§ Material supplied
*** Begin section ***

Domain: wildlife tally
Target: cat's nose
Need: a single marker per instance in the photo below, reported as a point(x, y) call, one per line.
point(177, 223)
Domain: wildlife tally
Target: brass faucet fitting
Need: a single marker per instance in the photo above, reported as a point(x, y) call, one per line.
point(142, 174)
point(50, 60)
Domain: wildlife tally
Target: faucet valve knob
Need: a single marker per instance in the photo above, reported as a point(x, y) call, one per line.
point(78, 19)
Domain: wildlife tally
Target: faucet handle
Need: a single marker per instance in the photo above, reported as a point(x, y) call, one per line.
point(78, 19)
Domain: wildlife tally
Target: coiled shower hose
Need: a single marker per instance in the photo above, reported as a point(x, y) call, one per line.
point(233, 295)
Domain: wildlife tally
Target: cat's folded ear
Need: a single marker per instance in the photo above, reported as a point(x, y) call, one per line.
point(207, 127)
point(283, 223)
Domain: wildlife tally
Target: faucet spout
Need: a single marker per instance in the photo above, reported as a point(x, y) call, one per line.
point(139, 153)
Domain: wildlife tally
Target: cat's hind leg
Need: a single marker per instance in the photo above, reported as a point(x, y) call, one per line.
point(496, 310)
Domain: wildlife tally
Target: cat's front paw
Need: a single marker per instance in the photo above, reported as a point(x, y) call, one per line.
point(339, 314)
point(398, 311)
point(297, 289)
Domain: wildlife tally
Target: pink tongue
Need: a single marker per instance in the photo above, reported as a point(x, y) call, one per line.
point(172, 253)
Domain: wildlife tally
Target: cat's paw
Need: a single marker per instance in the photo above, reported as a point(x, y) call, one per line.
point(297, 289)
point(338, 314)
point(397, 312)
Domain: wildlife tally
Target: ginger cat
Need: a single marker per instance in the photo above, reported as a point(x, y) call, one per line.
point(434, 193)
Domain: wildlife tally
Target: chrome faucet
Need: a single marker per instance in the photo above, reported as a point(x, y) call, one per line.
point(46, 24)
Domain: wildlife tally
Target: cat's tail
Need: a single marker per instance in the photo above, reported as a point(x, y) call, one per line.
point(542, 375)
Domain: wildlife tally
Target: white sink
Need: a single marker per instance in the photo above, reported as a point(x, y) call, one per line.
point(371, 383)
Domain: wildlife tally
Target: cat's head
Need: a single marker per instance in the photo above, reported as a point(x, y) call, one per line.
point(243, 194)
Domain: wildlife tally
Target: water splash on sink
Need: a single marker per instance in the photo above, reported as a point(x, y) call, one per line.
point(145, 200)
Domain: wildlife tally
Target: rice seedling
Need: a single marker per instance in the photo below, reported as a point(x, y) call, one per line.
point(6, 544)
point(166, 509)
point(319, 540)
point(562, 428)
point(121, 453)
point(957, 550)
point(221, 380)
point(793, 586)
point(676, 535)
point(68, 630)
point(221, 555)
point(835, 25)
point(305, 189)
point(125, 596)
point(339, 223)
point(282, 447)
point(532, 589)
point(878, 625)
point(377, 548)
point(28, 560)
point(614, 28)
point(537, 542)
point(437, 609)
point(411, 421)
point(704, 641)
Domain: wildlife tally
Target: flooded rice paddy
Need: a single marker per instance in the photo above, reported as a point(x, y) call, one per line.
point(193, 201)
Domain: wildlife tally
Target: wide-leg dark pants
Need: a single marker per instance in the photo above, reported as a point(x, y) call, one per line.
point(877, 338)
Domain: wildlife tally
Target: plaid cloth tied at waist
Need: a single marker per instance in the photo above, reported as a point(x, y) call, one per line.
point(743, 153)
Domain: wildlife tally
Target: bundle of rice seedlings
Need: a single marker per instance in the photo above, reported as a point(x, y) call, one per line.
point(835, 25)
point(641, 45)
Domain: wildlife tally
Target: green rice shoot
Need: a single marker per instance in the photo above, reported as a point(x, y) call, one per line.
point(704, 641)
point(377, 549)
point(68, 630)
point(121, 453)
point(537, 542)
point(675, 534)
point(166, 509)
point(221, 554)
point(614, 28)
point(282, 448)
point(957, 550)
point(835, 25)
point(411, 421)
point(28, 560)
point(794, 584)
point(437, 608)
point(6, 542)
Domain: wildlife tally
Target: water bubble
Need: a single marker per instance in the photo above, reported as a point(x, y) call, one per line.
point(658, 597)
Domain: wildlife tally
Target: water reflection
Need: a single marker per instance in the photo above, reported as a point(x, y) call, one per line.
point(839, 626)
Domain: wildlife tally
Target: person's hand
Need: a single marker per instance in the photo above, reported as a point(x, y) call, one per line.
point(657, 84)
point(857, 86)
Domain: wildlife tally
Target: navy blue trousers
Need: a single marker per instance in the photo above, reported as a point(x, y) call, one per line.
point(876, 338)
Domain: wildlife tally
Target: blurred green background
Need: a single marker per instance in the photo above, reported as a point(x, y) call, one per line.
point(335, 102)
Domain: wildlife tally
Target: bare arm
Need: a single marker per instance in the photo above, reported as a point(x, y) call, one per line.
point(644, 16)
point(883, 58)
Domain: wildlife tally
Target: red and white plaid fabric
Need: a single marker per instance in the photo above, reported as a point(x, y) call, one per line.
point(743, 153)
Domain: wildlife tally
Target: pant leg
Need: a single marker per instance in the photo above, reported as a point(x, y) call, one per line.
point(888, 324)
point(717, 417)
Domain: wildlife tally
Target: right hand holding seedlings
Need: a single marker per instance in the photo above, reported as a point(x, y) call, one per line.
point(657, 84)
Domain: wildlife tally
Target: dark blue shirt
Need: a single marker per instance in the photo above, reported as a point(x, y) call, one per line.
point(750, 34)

*** End section ***

§ Work order
For this exercise, the records above must be returned exactly.

§ Final answer
Domain: wildlife tally
Target: cat's nose
Need: a single marker per instance in the photo below, reported as a point(x, y) call, one per line.
point(177, 223)
Domain: wildlife tally
Target: brass faucet fitting
Need: a single marker per instance in the photo above, reported as a point(x, y) call, one per line.
point(142, 174)
point(50, 60)
Domain: wildlife tally
Target: faucet valve knob
Need: a single marker per instance in the photo above, reported as a point(x, y) call, one per line.
point(78, 19)
Domain: wildlife tally
Target: faucet handle
Need: a single marker per instance in the photo above, reported as a point(x, y) call, one per line.
point(78, 19)
Domain: wildlife tally
Target: coiled shower hose
Need: a single marker per instance in the photo above, reported as a point(x, y) call, one per line.
point(233, 295)
Domain: wildlife tally
Target: cat's folded ear
Need: a single marker per instance in the photo above, reported as a point(x, y) call, one per line.
point(207, 127)
point(283, 223)
Domain: wildlife tally
Target: faucet spout
Need: a single marker per instance in the photo above, reported as a point(x, y) call, one per line.
point(139, 153)
Domain: wildlife tally
Target: cat's hind leg
Need: a single marker per instance in the photo above, reported as a point(x, y) call, one per line.
point(496, 310)
Domain: wildlife tally
Target: cat's front paw
Need: a single marker per instance in the photo above, reported as a point(x, y) call, one per line.
point(339, 314)
point(398, 311)
point(297, 289)
Domain: wildlife tally
Target: pink tongue
Need: a single marker per instance in the photo above, reported as a point(x, y) call, one per line.
point(172, 253)
Domain: wildlife tally
Target: cat's paw
Need: a single marker per instance in the photo above, reported as a point(x, y) call, one per line.
point(297, 289)
point(338, 314)
point(397, 312)
Domain: wildlife tally
Target: ginger cat
Need: a single marker per instance in the photo above, reported as a point(x, y) call, one per line.
point(434, 193)
Domain: wildlife tally
Target: chrome faucet
Need: a single marker per instance in the photo above, reported as a point(x, y) call, one per line.
point(46, 24)
Domain: wildlife tally
Target: cat's tail
Need: a single marker per instance in the photo above, reported as a point(x, y) call, one per line.
point(542, 375)
Domain: wildlife tally
Target: white sink
Need: a single marker per instance in the photo above, reported as a point(x, y) call, one per line.
point(371, 383)
Domain: wildlife tally
Target: cat's head
Need: a single marker per instance in the photo above, reported as a point(x, y) call, one per line.
point(243, 194)
Domain: wildlife tally
Target: water splash on sink
Need: a single marker per instance in the photo above, reported as a point(x, y) call, one per line.
point(145, 200)
Domain: wildlife tally
Target: rice seedling
Need: a single marker per instance in the photo below, reported as a point(x, y) call, one per line.
point(6, 544)
point(166, 509)
point(319, 540)
point(562, 428)
point(121, 453)
point(957, 550)
point(221, 380)
point(793, 586)
point(676, 535)
point(68, 630)
point(221, 555)
point(835, 25)
point(305, 189)
point(125, 596)
point(339, 223)
point(282, 447)
point(532, 589)
point(878, 625)
point(377, 548)
point(28, 560)
point(614, 28)
point(537, 542)
point(437, 609)
point(411, 421)
point(704, 641)
Domain: wildlife tally
Target: flooded rice paddy
Need: a single marker per instance in the photo above, reported as a point(x, y) call, one per line.
point(193, 201)
Domain: wildlife tally
Target: wide-leg dark pants
Need: a single marker per instance in the photo above, reported as a point(x, y) call, one per line.
point(877, 338)
Domain: wildlife tally
Target: plaid cloth tied at waist
Need: a single marker per instance in the photo above, reported as a point(x, y) call, one per line.
point(743, 153)
Domain: wildlife tally
Target: bundle of rice seedlings
Need: a single marker per instance in the photo above, reported as a point(x, y) call, one per line.
point(835, 25)
point(641, 45)
Domain: wildlife tally
Target: green rice shoot
Need: a single marker per instance in the photo above, reported as a point(x, y) call, one per line.
point(704, 641)
point(377, 549)
point(68, 630)
point(121, 453)
point(537, 542)
point(675, 534)
point(166, 509)
point(221, 554)
point(614, 28)
point(282, 448)
point(957, 550)
point(835, 25)
point(411, 421)
point(28, 560)
point(794, 584)
point(437, 608)
point(6, 542)
Domain: wildlife tally
Target: water bubble
Need: a single marker per instance in the photo above, reported as a point(x, y) call, one per line.
point(658, 597)
Domain: wildlife tally
Target: water reflection
Need: a single marker per instance in the photo above, reported as a point(x, y) call, one per line.
point(839, 626)
Domain: wildlife tally
Target: person's hand
Need: a single marker per instance in the photo above, reported as a point(x, y) call, one per line.
point(657, 84)
point(857, 86)
Domain: wildlife tally
Target: navy blue trousers
Need: a single marker per instance in the photo above, reported as a point(x, y) call, one per line.
point(876, 338)
Domain: wildlife tally
Target: blurred green background
Need: a single marker per instance in the photo above, reported as a point(x, y) call, one per line.
point(335, 102)
Domain: wildlife tally
Target: bare arm
Need: a single marker per instance in the photo above, reported as a point(x, y) call, one per line.
point(644, 16)
point(883, 58)
Domain: wildlife tally
Target: red and white plaid fabric
Need: a single marker per instance in the photo above, reported as a point(x, y) call, one per line.
point(743, 153)
Domain: wildlife tally
Target: pant leg
Need: a single marker per instance in the photo above, reported as a point(x, y) call, one per line.
point(888, 324)
point(717, 417)
Domain: wildlife tally
Target: right hand holding seedlings
Need: a single marker per instance in the photo above, reported as a point(x, y) call, one per line.
point(657, 84)
Domain: wildlife tally
Target: dark blue shirt
Need: a single marker per instance in the photo above, reported as a point(x, y) call, one per line.
point(750, 34)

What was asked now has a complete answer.